━━━━━ Extracted information ━━━━━

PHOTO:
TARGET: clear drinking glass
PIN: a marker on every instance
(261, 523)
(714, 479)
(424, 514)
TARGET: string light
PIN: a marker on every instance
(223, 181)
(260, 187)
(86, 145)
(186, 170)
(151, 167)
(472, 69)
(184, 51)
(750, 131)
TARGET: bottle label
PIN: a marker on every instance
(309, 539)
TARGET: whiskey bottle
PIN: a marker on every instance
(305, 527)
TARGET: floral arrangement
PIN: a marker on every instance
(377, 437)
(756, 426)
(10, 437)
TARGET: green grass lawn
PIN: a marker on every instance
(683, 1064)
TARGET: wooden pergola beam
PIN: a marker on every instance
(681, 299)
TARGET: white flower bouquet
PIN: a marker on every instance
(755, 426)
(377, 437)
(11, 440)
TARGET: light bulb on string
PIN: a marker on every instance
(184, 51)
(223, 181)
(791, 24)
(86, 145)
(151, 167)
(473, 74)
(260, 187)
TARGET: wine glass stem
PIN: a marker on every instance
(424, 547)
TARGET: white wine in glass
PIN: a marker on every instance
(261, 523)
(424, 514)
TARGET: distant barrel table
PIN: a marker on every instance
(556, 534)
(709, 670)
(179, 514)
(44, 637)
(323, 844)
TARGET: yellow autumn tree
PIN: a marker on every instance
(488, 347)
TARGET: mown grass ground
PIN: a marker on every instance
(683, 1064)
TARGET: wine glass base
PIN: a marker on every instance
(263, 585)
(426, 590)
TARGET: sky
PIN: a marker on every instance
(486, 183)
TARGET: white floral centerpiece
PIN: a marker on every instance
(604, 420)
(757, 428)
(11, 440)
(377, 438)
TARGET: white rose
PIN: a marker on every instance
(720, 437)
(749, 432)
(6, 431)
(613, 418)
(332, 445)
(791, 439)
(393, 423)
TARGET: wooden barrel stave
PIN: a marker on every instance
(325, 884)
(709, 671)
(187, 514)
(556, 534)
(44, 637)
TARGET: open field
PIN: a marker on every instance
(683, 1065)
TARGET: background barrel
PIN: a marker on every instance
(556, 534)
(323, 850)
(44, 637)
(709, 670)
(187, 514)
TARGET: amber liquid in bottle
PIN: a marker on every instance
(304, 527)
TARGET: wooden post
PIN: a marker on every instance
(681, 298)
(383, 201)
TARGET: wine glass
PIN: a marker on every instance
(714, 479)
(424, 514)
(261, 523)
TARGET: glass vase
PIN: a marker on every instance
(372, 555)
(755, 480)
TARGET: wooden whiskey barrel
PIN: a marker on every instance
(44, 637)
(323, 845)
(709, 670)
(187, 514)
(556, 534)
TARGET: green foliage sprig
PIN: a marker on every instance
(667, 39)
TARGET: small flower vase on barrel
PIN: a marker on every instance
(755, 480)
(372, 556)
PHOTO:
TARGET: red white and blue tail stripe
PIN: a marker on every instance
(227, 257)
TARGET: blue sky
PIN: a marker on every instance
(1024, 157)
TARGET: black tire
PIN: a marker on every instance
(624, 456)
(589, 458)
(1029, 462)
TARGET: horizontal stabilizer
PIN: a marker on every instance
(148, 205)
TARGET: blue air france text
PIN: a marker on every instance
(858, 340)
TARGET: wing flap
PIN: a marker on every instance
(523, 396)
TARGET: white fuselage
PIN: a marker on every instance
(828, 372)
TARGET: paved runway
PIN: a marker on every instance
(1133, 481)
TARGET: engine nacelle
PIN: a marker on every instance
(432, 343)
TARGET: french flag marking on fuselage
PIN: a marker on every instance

━━━━━

▶ [Required work]
Lay out every line of the material above as a numbered list, skipping any blank lines.

▶ [Answer to this problem]
1. PHOTO:
2. TARGET: clear drinking glass
3. PIN: a marker on every instance
4. (261, 523)
5. (714, 479)
6. (424, 514)
7. TARGET: string light
8. PIN: a marker on every instance
9. (223, 181)
10. (260, 187)
11. (86, 145)
12. (186, 170)
13. (151, 167)
14. (472, 69)
15. (184, 51)
16. (750, 131)
17. TARGET: bottle label
18. PIN: a marker on every instance
19. (309, 539)
20. TARGET: whiskey bottle
21. PIN: a marker on every instance
22. (305, 527)
23. TARGET: floral arrangement
24. PIN: a marker on every instance
25. (377, 437)
26. (756, 426)
27. (10, 437)
28. TARGET: green grass lawn
29. PIN: a marker on every instance
30. (683, 1064)
31. TARGET: wooden pergola beam
32. PIN: a marker on every instance
33. (681, 299)
34. TARGET: white flower bouquet
35. PIN: a marker on every instance
36. (755, 426)
37. (377, 437)
38. (11, 440)
39. TARGET: light bulb on string
40. PIN: a marker on every instance
41. (184, 51)
42. (223, 181)
43. (791, 24)
44. (86, 145)
45. (151, 167)
46. (473, 74)
47. (260, 187)
48. TARGET: wine glass stem
49. PIN: a marker on every instance
50. (424, 547)
51. TARGET: white wine in glass
52. PIN: a marker on every instance
53. (261, 523)
54. (424, 514)
55. TARGET: distant barrel table
56. PIN: a marker on every instance
57. (556, 534)
58. (709, 670)
59. (179, 514)
60. (44, 637)
61. (323, 844)
62. TARGET: yellow autumn tree
63. PIN: a marker on every instance
64. (488, 347)
65. TARGET: mown grass ground
66. PIN: a marker on every instance
67. (683, 1064)
68. TARGET: wine glass base
69. PIN: a marker on every instance
70. (263, 585)
71. (426, 590)
72. TARGET: sky
73. PIN: a marker on every instance
74. (486, 183)
75. TARGET: white floral centerpiece
76. PIN: a marker on every instance
77. (604, 420)
78. (757, 428)
79. (11, 440)
80. (377, 438)
81. TARGET: white rose
82. PIN: a marker on every instance
83. (720, 437)
84. (749, 432)
85. (6, 431)
86. (613, 418)
87. (332, 445)
88. (791, 439)
89. (393, 423)
90. TARGET: wooden barrel stave
91. PIN: a marker on every instance
92. (325, 884)
93. (709, 671)
94. (187, 514)
95. (556, 534)
96. (44, 637)
97. TARGET: open field
98. PIN: a marker on every instance
99. (683, 1065)
100. TARGET: background barrel
101. PIN: a marker on every instance
102. (556, 534)
103. (323, 850)
104. (44, 637)
105. (709, 670)
106. (187, 514)
107. TARGET: amber liquid in bottle
108. PIN: a marker on every instance
109. (304, 527)
110. TARGET: wooden post
111. PIN: a marker on every instance
112. (681, 298)
113. (383, 201)
114. TARGET: wine glass
115. PIN: a marker on every instance
116. (714, 479)
117. (424, 514)
118. (261, 523)
119. TARGET: glass vase
120. PIN: a marker on every instance
121. (372, 555)
122. (755, 480)
123. TARGET: wooden whiskey barrel
124. PIN: a marker on every instance
125. (44, 637)
126. (323, 845)
127. (709, 670)
128. (187, 514)
129. (556, 534)
130. TARGET: green foliage sprig
131. PIN: a marker on every instance
132. (667, 39)
133. TARGET: small flower vase on barrel
134. PIN: a marker on every instance
135. (755, 480)
136. (372, 556)
137. PHOTO:
138. TARGET: red white and blue tail stripe
139. PIN: a marker on every instance
140. (227, 257)
141. TARGET: blue sky
142. PIN: a marker on every instance
143. (1024, 157)
144. TARGET: black tire
145. PIN: a marker on every instance
146. (624, 456)
147. (589, 458)
148. (1029, 462)
149. TARGET: horizontal stabilizer
150. PIN: a marker on every instance
151. (148, 205)
152. TARGET: blue air france text
153. PIN: a marker on every instance
154. (858, 340)
155. TARGET: wing flap
156. PIN: a marker on every instance
157. (523, 396)
158. TARGET: white fuselage
159. PIN: a marker on every instance
160. (828, 372)
161. TARGET: paved runway
162. PIN: a marker on every instance
163. (1133, 481)
164. TARGET: engine nacelle
165. PIN: a marker on every instance
166. (432, 343)
167. TARGET: french flag marking on fuselage
168. PIN: a marker on every instance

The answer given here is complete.